Records from a data collection
━━━━━━━━━━━━━━━━

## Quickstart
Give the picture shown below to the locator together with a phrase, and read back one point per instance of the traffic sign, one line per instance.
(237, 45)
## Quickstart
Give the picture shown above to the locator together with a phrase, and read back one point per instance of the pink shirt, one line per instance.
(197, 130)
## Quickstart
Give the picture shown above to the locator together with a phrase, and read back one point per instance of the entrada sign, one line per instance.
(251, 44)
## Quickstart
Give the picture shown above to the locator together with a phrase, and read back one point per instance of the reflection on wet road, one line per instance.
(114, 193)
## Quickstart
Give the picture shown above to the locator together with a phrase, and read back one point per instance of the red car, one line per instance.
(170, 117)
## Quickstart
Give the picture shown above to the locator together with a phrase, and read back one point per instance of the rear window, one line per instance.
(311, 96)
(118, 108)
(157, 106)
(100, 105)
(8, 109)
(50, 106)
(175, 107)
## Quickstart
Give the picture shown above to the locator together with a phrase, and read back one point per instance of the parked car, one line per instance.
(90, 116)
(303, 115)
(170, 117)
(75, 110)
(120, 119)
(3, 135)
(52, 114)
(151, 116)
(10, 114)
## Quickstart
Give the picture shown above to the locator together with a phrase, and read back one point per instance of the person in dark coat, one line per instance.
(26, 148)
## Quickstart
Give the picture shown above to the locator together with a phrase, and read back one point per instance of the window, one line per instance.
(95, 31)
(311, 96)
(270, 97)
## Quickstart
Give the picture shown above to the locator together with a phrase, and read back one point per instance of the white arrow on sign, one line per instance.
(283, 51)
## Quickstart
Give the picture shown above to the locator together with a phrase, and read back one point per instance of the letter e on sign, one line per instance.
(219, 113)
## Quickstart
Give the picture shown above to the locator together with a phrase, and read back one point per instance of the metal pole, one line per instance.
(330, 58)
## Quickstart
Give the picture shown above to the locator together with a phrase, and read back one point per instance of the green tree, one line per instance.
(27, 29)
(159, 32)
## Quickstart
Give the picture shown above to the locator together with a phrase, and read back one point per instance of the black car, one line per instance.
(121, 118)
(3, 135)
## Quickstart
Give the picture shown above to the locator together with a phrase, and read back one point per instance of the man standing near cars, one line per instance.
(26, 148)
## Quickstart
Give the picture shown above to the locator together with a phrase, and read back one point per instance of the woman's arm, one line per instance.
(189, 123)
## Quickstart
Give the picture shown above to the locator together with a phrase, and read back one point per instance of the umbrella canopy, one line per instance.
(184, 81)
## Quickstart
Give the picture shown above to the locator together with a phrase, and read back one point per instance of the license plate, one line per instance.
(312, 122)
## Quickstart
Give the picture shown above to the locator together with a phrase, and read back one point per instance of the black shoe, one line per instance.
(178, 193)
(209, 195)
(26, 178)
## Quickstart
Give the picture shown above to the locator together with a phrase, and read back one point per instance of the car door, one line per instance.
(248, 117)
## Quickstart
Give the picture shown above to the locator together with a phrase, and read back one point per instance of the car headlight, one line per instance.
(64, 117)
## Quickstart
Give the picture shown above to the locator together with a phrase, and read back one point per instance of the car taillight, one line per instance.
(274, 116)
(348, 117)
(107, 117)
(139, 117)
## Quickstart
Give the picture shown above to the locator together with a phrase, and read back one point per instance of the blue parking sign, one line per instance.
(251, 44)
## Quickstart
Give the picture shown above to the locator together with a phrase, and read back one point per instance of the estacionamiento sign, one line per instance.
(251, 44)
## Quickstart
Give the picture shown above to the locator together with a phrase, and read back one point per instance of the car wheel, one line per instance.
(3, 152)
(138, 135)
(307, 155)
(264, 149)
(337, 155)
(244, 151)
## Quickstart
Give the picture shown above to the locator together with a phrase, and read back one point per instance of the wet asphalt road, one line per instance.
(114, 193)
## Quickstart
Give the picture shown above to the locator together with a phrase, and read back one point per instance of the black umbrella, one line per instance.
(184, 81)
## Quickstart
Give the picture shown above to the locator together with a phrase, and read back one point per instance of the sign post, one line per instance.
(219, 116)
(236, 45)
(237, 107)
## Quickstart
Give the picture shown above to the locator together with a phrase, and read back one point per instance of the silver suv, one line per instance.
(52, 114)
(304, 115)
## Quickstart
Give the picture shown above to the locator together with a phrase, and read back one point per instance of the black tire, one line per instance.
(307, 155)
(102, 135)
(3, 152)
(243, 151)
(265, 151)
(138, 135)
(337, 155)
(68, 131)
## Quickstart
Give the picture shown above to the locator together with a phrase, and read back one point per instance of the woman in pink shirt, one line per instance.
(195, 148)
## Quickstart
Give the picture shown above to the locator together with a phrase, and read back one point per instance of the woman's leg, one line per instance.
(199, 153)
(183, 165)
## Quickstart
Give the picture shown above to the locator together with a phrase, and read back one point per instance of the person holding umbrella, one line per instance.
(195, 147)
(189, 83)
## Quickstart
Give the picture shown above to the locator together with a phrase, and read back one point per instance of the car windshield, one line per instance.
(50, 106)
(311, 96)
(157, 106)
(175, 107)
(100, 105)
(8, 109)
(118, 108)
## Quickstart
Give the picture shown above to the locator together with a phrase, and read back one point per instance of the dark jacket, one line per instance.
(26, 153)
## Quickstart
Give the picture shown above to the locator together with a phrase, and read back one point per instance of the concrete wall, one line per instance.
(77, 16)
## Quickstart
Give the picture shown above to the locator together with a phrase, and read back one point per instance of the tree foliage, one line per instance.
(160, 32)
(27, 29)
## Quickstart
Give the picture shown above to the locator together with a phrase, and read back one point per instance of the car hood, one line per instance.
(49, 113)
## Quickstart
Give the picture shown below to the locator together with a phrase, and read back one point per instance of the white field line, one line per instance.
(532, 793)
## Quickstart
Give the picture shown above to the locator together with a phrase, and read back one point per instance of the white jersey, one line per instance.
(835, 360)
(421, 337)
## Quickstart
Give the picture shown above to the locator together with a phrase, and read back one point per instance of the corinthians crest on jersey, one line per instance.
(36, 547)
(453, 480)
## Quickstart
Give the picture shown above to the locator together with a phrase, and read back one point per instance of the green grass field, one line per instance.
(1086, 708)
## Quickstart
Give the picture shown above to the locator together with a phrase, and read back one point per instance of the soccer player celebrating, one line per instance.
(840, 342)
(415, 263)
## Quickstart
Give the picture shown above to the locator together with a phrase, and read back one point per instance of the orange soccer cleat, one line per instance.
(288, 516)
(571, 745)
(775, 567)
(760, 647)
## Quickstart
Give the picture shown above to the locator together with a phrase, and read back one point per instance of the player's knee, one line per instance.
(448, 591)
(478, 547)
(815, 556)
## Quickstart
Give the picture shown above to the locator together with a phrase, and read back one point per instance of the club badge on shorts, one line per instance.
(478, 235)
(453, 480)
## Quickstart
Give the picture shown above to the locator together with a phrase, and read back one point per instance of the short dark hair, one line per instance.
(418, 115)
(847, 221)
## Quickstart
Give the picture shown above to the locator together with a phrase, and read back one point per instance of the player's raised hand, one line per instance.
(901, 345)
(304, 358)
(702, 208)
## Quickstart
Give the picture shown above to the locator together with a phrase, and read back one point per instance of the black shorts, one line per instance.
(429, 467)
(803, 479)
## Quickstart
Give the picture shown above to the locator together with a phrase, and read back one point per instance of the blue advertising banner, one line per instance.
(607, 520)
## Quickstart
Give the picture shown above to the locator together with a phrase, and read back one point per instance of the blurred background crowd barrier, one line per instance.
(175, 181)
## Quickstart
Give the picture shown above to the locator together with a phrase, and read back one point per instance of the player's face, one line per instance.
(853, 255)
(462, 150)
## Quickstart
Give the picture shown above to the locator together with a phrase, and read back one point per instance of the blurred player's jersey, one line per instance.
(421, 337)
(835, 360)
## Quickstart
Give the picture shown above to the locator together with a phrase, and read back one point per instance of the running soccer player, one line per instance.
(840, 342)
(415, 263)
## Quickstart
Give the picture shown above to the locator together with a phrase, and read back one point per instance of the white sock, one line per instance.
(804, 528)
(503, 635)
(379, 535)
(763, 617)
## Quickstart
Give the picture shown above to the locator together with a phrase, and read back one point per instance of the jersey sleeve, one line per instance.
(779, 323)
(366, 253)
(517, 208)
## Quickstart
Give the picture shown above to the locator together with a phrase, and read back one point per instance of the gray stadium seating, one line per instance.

━━━━━━━━━━━━━━━━

# TASK DIRECTIONS
Report every line of the records above that contains the word "woman", copying each line in full.

# OUTPUT
Give the picture shown above to the locator together with a phrase, and read back one point per instance of the woman's arm, one line per instance.
Give the picture shown above to the locator together with a phrase, and read back one point per instance of the woman in pink shirt, one line per instance.
Give the picture shown above to the locator together with a phrase, and read back one point per instance of the woman's leg, one line per instance.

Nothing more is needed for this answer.